» **Given passage**
..............................
Moving and Handling when working for Private Clients

Moving and Handling when working for Private Clients

Moving and handling is a central part of caring for the elderly. You will have been training in it multiple times. As an independent carer, working for private clients, you are required to stay up to date with all the manual handling regulations. You must understand all the policies and procedures before lifting any load.

The Manual Handling Operations Regulations 1992 (MHOR) was amended in 2002 to cover a wide range of manual handling activities, including lifting, lowering, pushing, pulling and carrying. The ‘load’ can be either animate, such as a person or animal, or inanimate, such as a box or trolley.

Responsibility for safe handling lies with you. You must work within MHOR policies and procedures. You should also seek practical manual handling training from a recognised training provider, such as St Johns Ambulance (www.sja.org.uk).

Practising safe manual handling techniques significantly reduces the risk of injury to yourself and others. DO NOT wait for an injury to occur before taking action. Learn the correct lifting and carrying techniques before handling any load. Always assess the environment for potential hazards before undertaking manual handling activities, and make sure to take all necessary precautions.

Failing to lift or move a load correctly can result in injury. Potential injuries include slipped discs, dislocated joints, fractures, breaks, bruises or scrapes. Remember that poorly supported clients also risk suffering the same serious injuries.

High-level guidance on manual handling

As you know, and rather counterintuitively to your clients, you should never attempt to manually lift any person without the proper equipment. This refers to lifting the whole, or any significant part, of a person’s weight.

The only exception to this is in the case of a serious emergency, whereby leaving a client in their current position puts them at serious risk of injury or death.

Delivering manual handling

Before you do anything, you must assess the probable requirements and get the right equipment to enable you to deliver them. It is up to you and your client to make sure that you can do your job properly and safely.

  • Talk to them about what help they need and if they have had any falls
  • Talk to the family about the help they tend to give
  • Ask them about the last time they went outside
  • If unsure, ask them to perform tasks, like standing, for you.
..............................
» **Dataset extract**

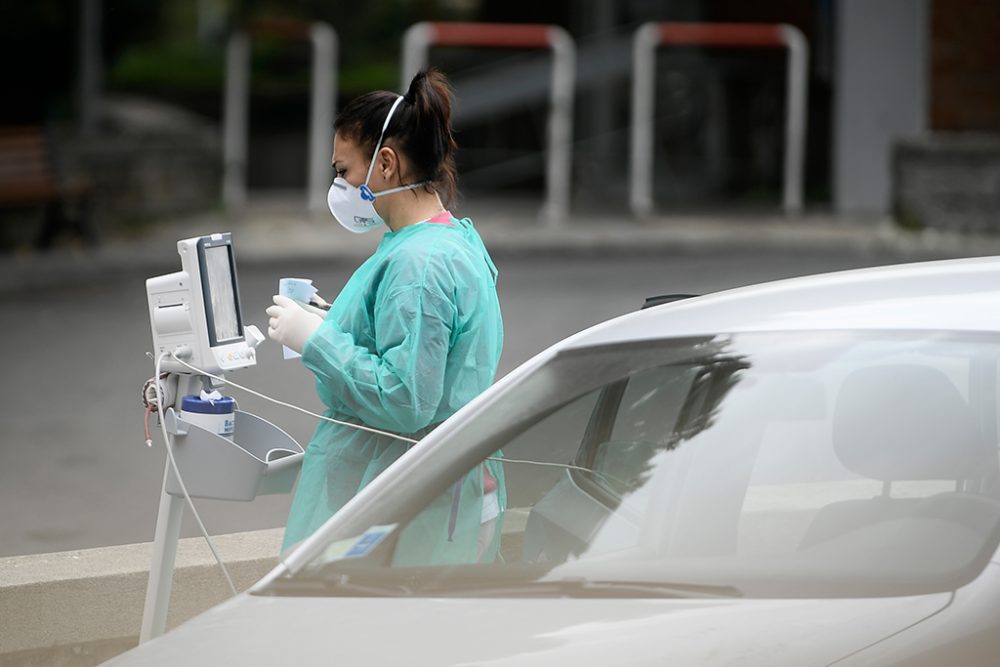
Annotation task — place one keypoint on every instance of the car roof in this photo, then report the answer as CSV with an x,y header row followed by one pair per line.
x,y
958,294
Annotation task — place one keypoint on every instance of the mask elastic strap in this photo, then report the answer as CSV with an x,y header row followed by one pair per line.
x,y
378,145
400,188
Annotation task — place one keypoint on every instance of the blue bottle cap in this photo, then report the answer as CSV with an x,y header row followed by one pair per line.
x,y
219,406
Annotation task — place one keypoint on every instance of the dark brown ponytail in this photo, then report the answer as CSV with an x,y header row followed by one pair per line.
x,y
420,128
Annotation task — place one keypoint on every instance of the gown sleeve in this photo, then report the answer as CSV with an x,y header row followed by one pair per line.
x,y
400,385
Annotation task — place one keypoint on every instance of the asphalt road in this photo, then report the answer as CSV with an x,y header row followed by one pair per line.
x,y
74,471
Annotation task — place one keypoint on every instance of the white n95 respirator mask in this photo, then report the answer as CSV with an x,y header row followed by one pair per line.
x,y
353,206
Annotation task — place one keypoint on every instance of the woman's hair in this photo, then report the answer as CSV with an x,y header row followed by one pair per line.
x,y
420,128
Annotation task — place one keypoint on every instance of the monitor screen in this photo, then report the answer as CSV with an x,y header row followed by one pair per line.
x,y
223,318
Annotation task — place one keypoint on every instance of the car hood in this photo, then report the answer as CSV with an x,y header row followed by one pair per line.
x,y
260,630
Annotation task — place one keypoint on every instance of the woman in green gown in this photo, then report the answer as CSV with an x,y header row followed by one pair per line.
x,y
416,332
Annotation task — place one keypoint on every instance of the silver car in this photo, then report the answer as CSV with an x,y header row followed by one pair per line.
x,y
803,472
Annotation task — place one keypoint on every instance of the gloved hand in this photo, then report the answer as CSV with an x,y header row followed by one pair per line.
x,y
290,324
309,308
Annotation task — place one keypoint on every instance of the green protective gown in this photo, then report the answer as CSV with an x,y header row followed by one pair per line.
x,y
414,335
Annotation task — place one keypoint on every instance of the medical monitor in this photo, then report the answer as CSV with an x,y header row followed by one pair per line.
x,y
197,309
220,291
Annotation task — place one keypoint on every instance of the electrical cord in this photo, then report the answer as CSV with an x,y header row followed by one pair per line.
x,y
180,480
359,427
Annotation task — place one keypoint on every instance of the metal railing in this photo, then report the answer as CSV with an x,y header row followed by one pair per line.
x,y
420,37
236,106
745,35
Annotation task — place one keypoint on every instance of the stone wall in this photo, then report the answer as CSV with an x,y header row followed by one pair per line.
x,y
948,182
147,161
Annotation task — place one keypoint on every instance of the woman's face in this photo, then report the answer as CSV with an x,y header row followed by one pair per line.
x,y
348,161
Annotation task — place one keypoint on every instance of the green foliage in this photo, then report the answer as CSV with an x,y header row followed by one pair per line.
x,y
175,67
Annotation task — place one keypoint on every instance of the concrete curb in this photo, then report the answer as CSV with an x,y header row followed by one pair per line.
x,y
83,607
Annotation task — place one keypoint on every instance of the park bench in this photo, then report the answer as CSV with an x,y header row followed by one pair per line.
x,y
29,178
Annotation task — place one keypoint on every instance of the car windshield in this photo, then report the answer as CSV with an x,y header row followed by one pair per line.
x,y
819,464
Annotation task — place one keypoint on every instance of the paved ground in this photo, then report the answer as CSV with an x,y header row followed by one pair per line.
x,y
73,470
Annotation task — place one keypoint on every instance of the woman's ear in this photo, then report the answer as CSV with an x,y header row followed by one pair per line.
x,y
387,166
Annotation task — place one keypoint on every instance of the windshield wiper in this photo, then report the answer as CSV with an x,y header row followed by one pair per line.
x,y
340,586
582,588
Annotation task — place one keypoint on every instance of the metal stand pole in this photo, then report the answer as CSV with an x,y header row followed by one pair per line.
x,y
168,532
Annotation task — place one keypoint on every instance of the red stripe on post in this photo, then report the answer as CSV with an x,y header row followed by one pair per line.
x,y
496,35
721,34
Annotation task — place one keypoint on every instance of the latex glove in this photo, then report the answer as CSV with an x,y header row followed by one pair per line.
x,y
290,324
309,308
317,306
318,301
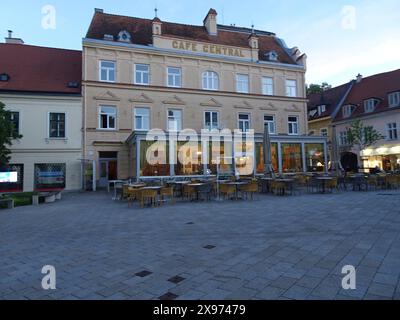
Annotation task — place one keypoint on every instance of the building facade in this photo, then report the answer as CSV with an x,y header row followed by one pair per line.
x,y
374,100
42,88
141,74
322,110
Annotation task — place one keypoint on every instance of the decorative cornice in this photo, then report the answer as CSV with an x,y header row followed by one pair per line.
x,y
143,98
174,100
211,103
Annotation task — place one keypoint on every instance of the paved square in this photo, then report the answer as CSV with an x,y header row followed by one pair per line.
x,y
269,248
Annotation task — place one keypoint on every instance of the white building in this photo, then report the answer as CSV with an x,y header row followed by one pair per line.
x,y
42,87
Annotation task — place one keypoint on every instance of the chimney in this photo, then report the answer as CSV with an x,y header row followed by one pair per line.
x,y
210,22
12,40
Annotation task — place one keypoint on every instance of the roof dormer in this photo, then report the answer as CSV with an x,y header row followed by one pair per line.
x,y
124,36
370,104
347,110
210,22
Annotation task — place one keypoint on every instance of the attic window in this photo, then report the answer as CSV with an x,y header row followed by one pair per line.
x,y
4,77
369,105
124,36
73,84
272,56
321,109
108,37
347,111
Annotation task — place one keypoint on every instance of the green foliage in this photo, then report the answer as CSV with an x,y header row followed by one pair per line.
x,y
362,136
318,88
7,134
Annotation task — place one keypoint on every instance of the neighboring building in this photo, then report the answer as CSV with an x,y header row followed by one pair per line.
x,y
42,88
376,101
141,74
322,109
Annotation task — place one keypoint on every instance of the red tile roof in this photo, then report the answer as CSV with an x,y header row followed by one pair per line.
x,y
330,98
40,69
141,32
377,86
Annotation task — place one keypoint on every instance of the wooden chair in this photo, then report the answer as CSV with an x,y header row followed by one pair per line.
x,y
372,181
227,190
167,192
188,192
250,188
332,184
125,191
148,196
131,195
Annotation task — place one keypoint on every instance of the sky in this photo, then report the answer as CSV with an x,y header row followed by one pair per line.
x,y
341,38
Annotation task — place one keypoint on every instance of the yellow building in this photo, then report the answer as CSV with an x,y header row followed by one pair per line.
x,y
140,74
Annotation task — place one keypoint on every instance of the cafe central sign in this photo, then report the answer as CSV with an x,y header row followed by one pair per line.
x,y
208,48
202,47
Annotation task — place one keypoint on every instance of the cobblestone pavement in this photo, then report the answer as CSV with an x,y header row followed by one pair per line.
x,y
269,248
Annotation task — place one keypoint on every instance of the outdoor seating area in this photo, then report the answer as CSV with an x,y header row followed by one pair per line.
x,y
156,192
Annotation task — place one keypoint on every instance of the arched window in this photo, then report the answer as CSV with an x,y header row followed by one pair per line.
x,y
210,80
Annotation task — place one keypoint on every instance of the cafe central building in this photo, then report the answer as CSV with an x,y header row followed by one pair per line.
x,y
140,74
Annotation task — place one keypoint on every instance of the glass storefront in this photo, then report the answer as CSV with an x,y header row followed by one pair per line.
x,y
222,153
49,176
239,158
154,159
291,157
260,157
188,157
315,157
12,178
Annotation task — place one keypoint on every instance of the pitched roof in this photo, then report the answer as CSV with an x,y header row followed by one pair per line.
x,y
330,98
141,32
377,86
40,69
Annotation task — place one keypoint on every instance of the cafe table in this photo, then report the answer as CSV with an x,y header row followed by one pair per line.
x,y
323,181
236,184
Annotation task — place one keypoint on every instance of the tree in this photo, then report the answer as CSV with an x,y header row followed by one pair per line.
x,y
362,136
7,134
318,88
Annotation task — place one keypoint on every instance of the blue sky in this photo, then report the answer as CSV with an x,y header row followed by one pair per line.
x,y
340,38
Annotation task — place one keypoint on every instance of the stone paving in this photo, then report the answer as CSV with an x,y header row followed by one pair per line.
x,y
269,248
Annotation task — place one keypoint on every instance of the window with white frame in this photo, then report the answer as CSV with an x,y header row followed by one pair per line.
x,y
267,84
293,125
270,120
394,99
343,139
174,77
242,83
142,118
210,80
107,117
211,120
291,88
321,109
369,105
347,111
174,120
56,125
244,122
14,119
107,71
142,74
392,131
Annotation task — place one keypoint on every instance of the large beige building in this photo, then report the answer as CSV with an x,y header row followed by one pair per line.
x,y
41,87
140,74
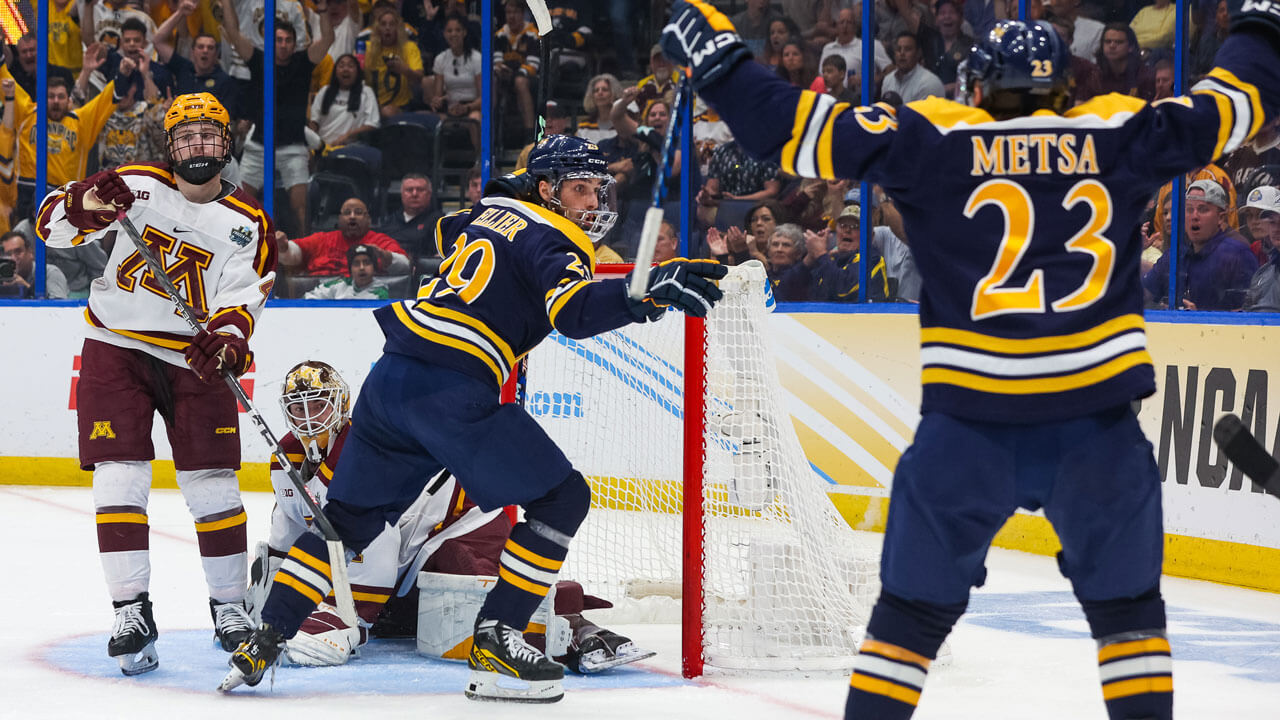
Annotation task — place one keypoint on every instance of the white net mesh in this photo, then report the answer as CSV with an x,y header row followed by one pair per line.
x,y
787,584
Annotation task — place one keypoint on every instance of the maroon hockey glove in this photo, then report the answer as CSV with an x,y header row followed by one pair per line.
x,y
209,354
110,197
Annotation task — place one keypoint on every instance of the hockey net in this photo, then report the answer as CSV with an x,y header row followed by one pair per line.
x,y
705,497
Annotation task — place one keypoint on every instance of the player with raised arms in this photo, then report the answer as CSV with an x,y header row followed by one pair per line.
x,y
1023,223
442,531
141,358
517,264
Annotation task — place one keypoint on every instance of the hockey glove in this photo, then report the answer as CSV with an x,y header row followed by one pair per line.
x,y
210,354
1256,16
97,200
704,39
684,285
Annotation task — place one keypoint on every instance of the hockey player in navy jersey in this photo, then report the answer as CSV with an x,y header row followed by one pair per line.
x,y
1024,227
517,264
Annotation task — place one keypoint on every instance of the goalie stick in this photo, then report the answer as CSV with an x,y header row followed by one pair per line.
x,y
653,215
346,604
1244,450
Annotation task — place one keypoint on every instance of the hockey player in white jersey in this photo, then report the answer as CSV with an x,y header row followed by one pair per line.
x,y
442,532
141,358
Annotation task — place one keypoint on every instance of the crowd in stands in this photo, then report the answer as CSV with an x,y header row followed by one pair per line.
x,y
376,128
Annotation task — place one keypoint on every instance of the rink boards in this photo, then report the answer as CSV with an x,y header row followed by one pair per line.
x,y
850,383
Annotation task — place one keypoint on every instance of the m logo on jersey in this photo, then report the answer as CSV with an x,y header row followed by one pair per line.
x,y
101,429
242,236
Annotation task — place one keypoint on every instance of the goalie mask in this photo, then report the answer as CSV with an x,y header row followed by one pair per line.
x,y
316,404
197,136
581,187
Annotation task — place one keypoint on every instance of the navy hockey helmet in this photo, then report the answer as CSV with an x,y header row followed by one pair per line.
x,y
1025,58
560,158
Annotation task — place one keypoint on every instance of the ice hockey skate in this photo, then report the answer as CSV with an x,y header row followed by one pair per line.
x,y
507,669
252,659
133,636
595,648
232,624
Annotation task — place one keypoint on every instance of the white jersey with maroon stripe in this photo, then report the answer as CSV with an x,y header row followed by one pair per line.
x,y
220,255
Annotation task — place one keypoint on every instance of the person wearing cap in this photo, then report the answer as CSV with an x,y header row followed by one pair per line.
x,y
1255,229
1264,294
361,265
1215,265
325,253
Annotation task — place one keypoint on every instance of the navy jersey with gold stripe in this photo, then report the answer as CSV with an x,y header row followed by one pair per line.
x,y
512,272
1024,231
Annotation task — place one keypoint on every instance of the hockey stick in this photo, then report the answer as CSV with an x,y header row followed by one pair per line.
x,y
337,552
653,215
543,19
1244,450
..............................
» **Written request**
Carry the guidance on moving and handling for private clients forward from its final bullet point, writing the next part in the same style.

» **Response to the exercise**
If you are concerned that the required equipment is not available, we suggest that you speak with the family arranging the care. If the family don’t know very much about it, you could offer to contact their GP to get a needs assessment to help them to access the equipment needed to deliver care.

When undertaking manual handling operations, where the proper equipment is available, you should:

  • Ensure that no person’s health or safety is placed at risk when carrying out manual handling activities;
  • Learn and use the recommended techniques and equipment when undertaking manual handling tasks to minimise the chance of injury;
  • Report any incident or issues arising from manual handling tasks to the client or their next of kin immediately.

Each time you go to use the equipment to lift someone, you should assess the risk:

  • As an independent carer, you are required to carry out a risk assessment of all manual handling activities and report any issues to the family or next of kin, as they arise.
  • Tasks in which risks are identified should be avoided, or the risk mediated and reduced to the lowest possible level.
  • Test the equipment to ensure it is in good working order, and check the last time it was serviced.

You should then follow the TILE methodology (Task, Individual, Load, Environment)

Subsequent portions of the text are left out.